# What needs to be done
Convert the items below into a numbered list with blank lines omitted, covering everything from the start of the items up to and including the line containing "<point>619,458</point>". Leave the pictures out of the list.

----------

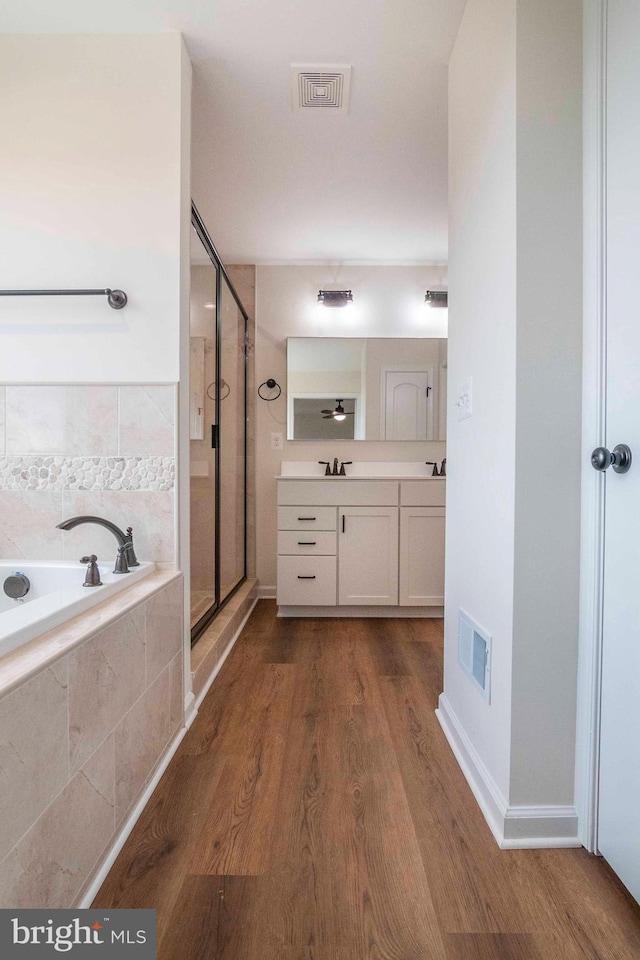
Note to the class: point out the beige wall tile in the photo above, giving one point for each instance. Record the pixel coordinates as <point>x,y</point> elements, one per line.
<point>2,430</point>
<point>28,521</point>
<point>52,861</point>
<point>164,628</point>
<point>140,739</point>
<point>66,420</point>
<point>34,751</point>
<point>106,676</point>
<point>146,421</point>
<point>150,513</point>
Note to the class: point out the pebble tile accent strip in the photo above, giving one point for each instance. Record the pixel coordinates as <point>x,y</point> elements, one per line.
<point>87,473</point>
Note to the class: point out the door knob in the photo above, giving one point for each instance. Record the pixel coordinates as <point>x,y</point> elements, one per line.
<point>619,458</point>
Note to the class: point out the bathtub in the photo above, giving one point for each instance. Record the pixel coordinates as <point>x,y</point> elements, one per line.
<point>56,594</point>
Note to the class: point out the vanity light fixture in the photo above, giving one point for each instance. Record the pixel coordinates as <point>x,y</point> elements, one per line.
<point>335,298</point>
<point>436,298</point>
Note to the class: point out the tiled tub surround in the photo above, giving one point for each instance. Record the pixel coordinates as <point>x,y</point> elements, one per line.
<point>86,449</point>
<point>88,712</point>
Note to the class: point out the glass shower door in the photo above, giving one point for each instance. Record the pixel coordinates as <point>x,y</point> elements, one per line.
<point>202,368</point>
<point>218,388</point>
<point>232,442</point>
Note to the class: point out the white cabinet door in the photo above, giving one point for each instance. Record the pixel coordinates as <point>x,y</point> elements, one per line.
<point>367,556</point>
<point>421,556</point>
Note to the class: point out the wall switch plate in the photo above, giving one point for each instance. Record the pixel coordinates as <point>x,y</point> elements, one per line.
<point>463,402</point>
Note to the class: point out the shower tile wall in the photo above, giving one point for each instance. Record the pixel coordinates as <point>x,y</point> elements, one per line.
<point>68,450</point>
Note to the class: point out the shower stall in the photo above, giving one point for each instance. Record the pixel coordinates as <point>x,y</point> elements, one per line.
<point>217,430</point>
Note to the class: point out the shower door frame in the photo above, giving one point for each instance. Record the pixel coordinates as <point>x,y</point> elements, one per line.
<point>217,428</point>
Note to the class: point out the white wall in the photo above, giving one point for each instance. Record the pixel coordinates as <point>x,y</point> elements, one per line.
<point>515,313</point>
<point>90,190</point>
<point>482,344</point>
<point>388,302</point>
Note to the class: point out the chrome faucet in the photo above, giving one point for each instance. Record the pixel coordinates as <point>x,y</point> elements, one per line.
<point>126,556</point>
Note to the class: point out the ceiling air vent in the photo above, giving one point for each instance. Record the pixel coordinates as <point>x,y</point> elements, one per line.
<point>323,86</point>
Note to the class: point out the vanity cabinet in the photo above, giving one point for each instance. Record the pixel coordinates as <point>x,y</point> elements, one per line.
<point>360,544</point>
<point>368,556</point>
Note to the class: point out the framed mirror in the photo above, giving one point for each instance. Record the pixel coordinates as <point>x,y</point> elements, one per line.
<point>357,388</point>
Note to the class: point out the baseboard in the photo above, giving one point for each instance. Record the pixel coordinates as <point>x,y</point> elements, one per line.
<point>227,650</point>
<point>367,611</point>
<point>190,711</point>
<point>540,826</point>
<point>124,832</point>
<point>514,827</point>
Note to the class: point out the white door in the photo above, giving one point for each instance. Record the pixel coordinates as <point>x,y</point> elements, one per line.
<point>619,787</point>
<point>368,556</point>
<point>407,403</point>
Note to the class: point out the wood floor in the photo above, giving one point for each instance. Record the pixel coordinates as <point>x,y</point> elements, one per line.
<point>314,811</point>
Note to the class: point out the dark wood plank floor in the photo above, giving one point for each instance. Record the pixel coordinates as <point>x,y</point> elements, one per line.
<point>314,811</point>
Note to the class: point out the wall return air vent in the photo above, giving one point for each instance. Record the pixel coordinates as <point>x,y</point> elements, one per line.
<point>320,86</point>
<point>474,654</point>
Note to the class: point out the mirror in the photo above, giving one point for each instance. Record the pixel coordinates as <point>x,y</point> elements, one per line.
<point>350,388</point>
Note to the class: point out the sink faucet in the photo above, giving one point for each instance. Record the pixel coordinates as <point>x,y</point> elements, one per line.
<point>126,556</point>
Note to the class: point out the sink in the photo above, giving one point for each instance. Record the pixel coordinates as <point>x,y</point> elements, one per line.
<point>360,469</point>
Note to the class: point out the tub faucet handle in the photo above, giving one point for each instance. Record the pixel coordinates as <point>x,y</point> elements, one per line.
<point>121,560</point>
<point>92,576</point>
<point>132,560</point>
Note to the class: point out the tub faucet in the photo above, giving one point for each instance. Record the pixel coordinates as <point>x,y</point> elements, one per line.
<point>126,555</point>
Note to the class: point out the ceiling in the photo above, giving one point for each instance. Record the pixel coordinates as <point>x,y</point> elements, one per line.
<point>278,185</point>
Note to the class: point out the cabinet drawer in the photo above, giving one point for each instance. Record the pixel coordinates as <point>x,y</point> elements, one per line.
<point>339,492</point>
<point>320,543</point>
<point>306,581</point>
<point>306,518</point>
<point>422,493</point>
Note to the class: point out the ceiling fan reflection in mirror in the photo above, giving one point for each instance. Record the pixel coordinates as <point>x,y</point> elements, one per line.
<point>339,413</point>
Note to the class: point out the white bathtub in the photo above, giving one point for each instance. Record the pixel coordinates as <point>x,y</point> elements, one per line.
<point>56,594</point>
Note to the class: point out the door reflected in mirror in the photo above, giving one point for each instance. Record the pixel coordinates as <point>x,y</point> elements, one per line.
<point>349,388</point>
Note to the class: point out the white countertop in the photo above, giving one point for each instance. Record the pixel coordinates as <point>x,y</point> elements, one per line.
<point>359,470</point>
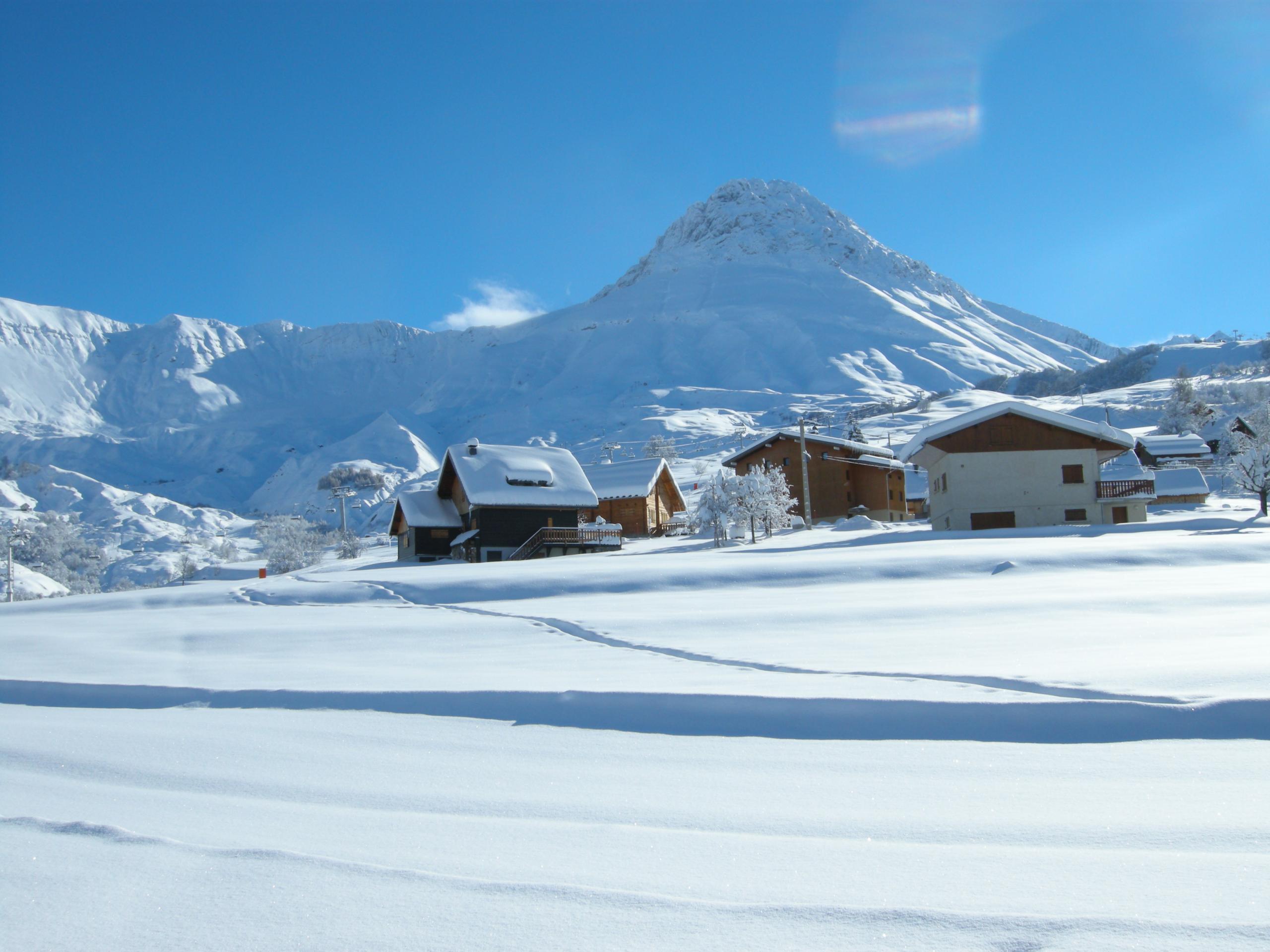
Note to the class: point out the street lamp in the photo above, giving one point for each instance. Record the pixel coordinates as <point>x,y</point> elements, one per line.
<point>342,493</point>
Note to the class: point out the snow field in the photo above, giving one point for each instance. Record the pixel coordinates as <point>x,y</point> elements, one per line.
<point>277,829</point>
<point>784,746</point>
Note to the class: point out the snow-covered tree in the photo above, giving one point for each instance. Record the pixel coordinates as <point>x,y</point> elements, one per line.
<point>778,500</point>
<point>186,568</point>
<point>851,427</point>
<point>717,506</point>
<point>659,446</point>
<point>1248,457</point>
<point>1184,412</point>
<point>55,546</point>
<point>762,499</point>
<point>290,543</point>
<point>348,545</point>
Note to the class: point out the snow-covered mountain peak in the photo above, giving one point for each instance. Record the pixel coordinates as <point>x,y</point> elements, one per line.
<point>776,223</point>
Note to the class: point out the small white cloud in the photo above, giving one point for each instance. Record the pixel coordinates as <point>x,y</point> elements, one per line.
<point>497,307</point>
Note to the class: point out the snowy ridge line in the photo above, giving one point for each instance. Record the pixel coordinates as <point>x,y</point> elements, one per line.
<point>973,924</point>
<point>715,715</point>
<point>1015,685</point>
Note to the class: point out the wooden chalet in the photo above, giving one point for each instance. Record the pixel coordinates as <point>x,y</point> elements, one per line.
<point>518,503</point>
<point>1170,448</point>
<point>425,526</point>
<point>845,476</point>
<point>640,495</point>
<point>1183,484</point>
<point>1015,465</point>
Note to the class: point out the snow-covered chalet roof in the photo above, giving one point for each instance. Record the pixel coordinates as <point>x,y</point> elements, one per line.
<point>625,480</point>
<point>1175,445</point>
<point>1099,431</point>
<point>818,438</point>
<point>887,463</point>
<point>1183,481</point>
<point>517,476</point>
<point>1127,466</point>
<point>426,508</point>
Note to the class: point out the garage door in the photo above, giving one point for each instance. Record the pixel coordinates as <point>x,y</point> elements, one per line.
<point>992,521</point>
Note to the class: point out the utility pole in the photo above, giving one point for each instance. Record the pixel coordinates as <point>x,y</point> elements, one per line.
<point>807,485</point>
<point>21,535</point>
<point>343,493</point>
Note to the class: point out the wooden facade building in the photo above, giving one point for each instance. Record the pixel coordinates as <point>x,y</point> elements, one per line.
<point>1015,465</point>
<point>425,526</point>
<point>640,495</point>
<point>845,476</point>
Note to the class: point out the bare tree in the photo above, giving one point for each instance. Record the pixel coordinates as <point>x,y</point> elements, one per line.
<point>1248,455</point>
<point>186,568</point>
<point>1184,412</point>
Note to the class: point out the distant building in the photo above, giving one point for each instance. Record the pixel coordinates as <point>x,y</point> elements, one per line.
<point>509,503</point>
<point>1014,465</point>
<point>917,492</point>
<point>1170,450</point>
<point>845,476</point>
<point>425,526</point>
<point>1184,484</point>
<point>639,494</point>
<point>1217,428</point>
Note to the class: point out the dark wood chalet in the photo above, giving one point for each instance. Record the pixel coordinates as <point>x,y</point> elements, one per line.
<point>518,503</point>
<point>425,526</point>
<point>845,476</point>
<point>640,495</point>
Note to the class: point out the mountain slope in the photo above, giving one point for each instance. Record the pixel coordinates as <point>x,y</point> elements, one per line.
<point>755,302</point>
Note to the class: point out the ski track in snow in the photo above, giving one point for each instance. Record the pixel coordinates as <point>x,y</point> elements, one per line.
<point>584,634</point>
<point>1038,928</point>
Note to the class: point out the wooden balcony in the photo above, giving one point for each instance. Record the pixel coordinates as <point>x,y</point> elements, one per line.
<point>1123,489</point>
<point>588,538</point>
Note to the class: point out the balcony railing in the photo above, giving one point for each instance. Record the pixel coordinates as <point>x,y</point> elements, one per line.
<point>1121,489</point>
<point>544,537</point>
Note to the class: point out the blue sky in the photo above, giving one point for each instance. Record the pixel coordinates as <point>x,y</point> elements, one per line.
<point>1104,166</point>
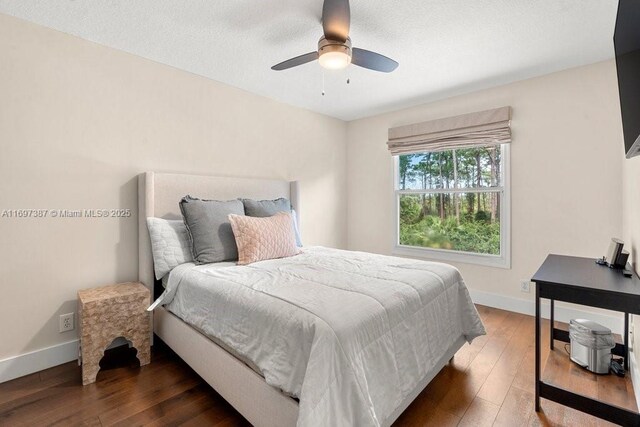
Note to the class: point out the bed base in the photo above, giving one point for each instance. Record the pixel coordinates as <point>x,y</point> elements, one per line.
<point>261,404</point>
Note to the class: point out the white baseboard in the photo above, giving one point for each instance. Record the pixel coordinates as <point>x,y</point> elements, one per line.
<point>45,358</point>
<point>38,360</point>
<point>562,313</point>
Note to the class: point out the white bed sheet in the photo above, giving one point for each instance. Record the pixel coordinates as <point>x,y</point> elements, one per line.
<point>348,333</point>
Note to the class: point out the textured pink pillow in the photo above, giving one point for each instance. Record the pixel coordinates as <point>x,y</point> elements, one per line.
<point>263,238</point>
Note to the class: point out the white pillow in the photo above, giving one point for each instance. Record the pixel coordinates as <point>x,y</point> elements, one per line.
<point>170,244</point>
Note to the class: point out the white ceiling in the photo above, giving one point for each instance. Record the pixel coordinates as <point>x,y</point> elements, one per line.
<point>444,47</point>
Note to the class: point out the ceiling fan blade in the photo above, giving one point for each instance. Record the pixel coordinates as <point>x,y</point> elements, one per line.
<point>294,62</point>
<point>373,61</point>
<point>336,19</point>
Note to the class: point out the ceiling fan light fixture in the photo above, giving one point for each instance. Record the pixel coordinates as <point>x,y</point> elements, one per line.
<point>335,60</point>
<point>334,55</point>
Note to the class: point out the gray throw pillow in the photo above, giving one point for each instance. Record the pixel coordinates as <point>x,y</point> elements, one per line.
<point>170,244</point>
<point>265,208</point>
<point>207,222</point>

----------

# Solution for this problem
1. Note to the class: point out the beige wall tile in the photo above, giving one point for each instance. Record the pixel coordinates as <point>x,y</point> elements, one per line.
2. <point>2,430</point>
3. <point>28,521</point>
4. <point>52,861</point>
5. <point>164,628</point>
6. <point>140,739</point>
7. <point>66,420</point>
8. <point>34,751</point>
9. <point>106,676</point>
10. <point>146,421</point>
11. <point>150,513</point>
12. Note to the class: point out the pebble tile accent strip in the photo above, giving one point for each instance. Record the pixel coordinates as <point>x,y</point> elements, one per line.
13. <point>87,473</point>
14. Note to the class: point out the door knob in the photo above, giving one point for each instance. Record the pixel coordinates as <point>x,y</point> elements, one per line.
15. <point>619,458</point>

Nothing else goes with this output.